Put the part of the listing that opens with the line containing "outline blue uniform overcoat" and closes with the line containing "Draw the outline of every instance of the blue" into a numbered list, leaving out blank lines.

***

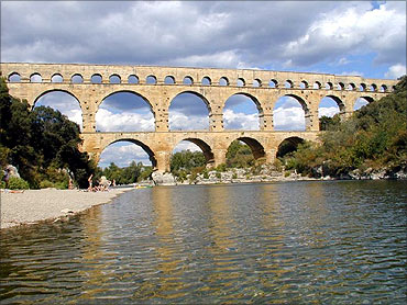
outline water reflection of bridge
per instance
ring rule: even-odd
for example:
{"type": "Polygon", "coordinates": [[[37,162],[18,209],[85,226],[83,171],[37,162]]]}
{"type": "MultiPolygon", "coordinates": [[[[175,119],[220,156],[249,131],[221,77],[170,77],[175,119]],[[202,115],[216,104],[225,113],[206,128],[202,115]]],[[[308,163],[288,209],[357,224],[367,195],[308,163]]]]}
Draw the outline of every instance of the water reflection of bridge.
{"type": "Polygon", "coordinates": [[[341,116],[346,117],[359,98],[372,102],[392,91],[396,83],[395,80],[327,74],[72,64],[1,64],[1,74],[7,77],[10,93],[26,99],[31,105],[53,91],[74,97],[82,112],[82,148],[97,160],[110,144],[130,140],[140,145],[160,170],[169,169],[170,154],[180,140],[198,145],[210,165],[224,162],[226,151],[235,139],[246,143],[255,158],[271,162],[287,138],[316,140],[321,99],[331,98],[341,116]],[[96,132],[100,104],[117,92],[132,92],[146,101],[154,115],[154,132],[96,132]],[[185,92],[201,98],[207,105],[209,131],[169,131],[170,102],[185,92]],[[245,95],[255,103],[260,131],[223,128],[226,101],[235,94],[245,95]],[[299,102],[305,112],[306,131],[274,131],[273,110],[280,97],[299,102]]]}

***

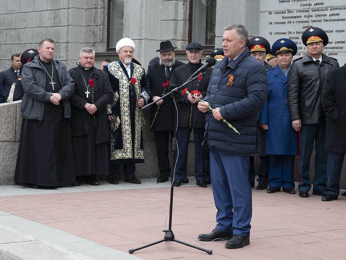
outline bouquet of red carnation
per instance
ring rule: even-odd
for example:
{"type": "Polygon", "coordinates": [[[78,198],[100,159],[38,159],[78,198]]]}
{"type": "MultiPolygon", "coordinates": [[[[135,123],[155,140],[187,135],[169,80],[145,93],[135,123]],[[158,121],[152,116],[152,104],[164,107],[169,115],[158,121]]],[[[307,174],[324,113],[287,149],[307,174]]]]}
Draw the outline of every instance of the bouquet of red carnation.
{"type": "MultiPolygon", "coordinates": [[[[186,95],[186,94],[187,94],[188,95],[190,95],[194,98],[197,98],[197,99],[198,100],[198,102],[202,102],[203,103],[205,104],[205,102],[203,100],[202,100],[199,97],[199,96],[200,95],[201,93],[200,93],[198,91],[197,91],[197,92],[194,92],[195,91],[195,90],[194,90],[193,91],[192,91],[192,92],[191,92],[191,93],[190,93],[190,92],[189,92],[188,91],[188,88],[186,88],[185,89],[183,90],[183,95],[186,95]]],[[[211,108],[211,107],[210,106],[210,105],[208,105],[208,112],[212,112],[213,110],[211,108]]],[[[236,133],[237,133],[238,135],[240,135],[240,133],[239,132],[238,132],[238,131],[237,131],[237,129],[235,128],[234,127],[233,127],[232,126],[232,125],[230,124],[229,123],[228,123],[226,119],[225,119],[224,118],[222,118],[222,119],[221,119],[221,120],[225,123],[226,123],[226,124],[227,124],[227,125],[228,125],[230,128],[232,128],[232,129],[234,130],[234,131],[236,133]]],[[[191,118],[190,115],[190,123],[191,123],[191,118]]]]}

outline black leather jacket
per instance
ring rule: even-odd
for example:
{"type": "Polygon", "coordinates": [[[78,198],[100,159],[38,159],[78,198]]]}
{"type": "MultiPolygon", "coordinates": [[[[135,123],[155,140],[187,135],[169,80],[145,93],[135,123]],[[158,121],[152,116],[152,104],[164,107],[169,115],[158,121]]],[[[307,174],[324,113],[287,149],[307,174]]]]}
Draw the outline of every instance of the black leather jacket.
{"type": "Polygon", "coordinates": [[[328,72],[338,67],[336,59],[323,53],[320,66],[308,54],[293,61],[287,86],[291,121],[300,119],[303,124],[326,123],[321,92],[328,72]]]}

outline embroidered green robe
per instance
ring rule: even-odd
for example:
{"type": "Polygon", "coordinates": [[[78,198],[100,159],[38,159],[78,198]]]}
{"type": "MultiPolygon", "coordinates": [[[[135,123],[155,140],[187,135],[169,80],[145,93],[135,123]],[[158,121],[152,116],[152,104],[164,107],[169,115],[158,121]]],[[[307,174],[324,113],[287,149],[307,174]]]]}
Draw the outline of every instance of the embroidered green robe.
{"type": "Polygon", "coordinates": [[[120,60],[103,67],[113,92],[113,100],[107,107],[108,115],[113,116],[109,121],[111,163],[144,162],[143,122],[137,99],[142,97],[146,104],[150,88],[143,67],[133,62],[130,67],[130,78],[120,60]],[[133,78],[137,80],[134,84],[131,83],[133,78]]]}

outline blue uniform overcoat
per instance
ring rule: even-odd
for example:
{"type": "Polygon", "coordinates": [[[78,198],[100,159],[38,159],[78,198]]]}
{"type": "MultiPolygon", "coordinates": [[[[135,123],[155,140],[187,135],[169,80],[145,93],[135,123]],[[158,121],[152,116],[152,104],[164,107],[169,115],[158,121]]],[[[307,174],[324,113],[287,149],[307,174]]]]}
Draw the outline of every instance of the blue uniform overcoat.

***

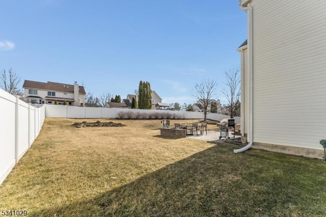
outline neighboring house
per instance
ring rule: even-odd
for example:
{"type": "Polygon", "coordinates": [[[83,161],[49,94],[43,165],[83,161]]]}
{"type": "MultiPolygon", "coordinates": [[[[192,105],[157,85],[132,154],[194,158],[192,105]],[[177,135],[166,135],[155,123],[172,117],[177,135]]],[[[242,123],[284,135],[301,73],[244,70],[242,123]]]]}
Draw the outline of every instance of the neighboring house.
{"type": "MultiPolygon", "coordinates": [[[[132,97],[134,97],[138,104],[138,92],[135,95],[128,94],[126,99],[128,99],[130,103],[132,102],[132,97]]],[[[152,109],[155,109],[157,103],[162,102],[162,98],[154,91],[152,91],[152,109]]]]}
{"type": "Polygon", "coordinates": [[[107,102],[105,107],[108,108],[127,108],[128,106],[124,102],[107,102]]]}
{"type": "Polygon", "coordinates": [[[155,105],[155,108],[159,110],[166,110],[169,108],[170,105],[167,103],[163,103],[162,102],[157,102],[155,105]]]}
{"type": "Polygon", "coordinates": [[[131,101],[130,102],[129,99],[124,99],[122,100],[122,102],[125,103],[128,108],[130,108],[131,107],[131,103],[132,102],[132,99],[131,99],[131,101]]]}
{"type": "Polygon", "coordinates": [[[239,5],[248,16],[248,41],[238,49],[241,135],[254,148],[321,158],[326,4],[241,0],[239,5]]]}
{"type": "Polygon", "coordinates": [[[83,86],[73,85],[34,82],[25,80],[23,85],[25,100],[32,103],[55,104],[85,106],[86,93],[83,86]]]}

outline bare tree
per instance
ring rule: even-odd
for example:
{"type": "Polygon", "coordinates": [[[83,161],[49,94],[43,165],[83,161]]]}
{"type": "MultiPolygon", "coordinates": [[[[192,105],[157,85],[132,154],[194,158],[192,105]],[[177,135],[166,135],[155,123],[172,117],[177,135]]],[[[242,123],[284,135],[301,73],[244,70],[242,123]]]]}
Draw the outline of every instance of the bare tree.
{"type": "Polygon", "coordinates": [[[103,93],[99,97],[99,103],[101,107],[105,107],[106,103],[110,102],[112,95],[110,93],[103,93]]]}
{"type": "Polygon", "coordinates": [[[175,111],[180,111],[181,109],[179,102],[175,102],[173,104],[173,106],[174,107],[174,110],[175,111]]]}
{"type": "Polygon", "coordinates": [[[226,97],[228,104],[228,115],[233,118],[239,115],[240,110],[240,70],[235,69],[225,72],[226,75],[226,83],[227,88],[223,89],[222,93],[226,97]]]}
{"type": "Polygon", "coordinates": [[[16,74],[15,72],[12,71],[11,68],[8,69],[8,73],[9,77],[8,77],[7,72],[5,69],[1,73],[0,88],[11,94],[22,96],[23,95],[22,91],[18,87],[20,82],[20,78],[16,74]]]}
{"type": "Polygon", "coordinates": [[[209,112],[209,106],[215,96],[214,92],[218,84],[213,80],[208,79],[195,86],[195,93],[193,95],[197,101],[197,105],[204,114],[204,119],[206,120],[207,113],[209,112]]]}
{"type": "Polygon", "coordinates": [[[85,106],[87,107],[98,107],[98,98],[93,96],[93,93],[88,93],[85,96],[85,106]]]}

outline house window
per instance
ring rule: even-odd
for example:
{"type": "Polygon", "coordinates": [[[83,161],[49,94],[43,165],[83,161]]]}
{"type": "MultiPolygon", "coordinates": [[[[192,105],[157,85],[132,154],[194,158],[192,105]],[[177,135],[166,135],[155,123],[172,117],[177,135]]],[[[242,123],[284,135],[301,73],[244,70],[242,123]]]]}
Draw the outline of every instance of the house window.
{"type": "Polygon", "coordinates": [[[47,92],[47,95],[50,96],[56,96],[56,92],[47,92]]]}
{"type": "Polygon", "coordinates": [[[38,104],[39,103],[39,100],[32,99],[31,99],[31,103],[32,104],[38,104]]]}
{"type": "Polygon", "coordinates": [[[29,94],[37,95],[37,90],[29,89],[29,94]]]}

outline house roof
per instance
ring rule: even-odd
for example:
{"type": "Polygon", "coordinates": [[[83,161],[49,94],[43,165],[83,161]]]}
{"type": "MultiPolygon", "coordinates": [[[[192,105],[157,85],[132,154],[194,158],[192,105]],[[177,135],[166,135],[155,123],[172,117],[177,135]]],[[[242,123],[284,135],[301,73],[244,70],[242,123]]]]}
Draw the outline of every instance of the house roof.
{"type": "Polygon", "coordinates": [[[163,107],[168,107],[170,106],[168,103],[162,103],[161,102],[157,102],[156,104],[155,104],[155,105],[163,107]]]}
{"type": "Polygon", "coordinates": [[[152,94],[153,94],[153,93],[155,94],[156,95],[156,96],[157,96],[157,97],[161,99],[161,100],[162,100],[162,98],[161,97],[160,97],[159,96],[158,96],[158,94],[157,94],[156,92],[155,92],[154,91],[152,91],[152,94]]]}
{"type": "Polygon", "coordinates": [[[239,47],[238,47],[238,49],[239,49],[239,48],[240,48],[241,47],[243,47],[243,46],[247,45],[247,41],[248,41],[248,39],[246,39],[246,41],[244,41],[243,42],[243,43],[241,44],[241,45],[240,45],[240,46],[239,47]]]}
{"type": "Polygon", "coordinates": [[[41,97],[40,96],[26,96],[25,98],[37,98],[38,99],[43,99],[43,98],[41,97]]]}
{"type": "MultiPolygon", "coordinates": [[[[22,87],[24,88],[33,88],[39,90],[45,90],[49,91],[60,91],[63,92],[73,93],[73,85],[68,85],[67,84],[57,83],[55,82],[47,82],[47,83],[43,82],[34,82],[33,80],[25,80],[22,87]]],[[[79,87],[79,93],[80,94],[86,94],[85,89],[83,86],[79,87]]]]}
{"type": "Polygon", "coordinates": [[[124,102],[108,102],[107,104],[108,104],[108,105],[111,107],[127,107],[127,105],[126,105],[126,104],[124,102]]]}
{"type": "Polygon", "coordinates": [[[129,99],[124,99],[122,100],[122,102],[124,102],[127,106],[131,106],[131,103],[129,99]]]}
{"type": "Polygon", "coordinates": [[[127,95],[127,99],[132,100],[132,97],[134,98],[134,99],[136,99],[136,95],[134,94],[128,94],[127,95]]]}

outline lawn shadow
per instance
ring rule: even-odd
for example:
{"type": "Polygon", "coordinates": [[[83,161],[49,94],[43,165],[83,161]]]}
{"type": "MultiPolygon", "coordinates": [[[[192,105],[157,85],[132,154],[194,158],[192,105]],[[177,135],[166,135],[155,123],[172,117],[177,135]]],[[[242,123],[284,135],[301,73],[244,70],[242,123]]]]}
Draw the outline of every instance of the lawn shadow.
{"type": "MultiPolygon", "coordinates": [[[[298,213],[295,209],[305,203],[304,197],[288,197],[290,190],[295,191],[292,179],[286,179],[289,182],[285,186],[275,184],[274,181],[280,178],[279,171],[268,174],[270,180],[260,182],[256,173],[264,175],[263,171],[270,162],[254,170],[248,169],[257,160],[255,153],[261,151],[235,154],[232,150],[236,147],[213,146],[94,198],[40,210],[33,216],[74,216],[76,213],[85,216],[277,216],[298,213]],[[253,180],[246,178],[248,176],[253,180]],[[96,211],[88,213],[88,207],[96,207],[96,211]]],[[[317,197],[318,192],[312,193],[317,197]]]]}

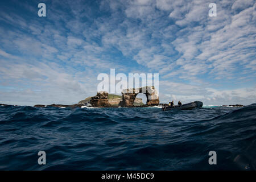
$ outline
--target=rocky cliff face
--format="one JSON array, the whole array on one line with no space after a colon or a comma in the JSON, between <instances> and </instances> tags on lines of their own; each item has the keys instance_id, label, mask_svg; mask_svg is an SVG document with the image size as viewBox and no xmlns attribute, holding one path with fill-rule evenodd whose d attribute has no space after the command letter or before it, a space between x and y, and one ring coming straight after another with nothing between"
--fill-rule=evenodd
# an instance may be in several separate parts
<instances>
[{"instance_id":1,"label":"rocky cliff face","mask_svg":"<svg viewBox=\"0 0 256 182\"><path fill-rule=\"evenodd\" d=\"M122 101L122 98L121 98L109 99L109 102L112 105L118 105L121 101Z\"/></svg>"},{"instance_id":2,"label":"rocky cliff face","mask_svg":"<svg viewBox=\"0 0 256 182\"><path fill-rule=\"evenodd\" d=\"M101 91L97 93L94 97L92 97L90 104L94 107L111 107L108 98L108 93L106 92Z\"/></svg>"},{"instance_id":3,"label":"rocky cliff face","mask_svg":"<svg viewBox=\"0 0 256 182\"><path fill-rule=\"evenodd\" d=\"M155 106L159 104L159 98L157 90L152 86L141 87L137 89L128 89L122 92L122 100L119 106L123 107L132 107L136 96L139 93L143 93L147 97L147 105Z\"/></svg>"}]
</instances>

***

→ **Exercise answer**:
1. outline blue uniform overcoat
2. per instance
3. ring rule: even-odd
4. for example:
5. {"type": "Polygon", "coordinates": [[[78,198],[100,159],[38,159],[78,198]]]}
6. {"type": "MultiPolygon", "coordinates": [[[[135,123],[155,140],[187,135],[169,80],[145,93],[135,123]],[[158,121],[152,116],[152,104],[164,107],[169,115],[158,121]]],[[[307,174],[324,113],[287,149],[307,174]]]]}
7. Draw the outline of every instance of the blue uniform overcoat.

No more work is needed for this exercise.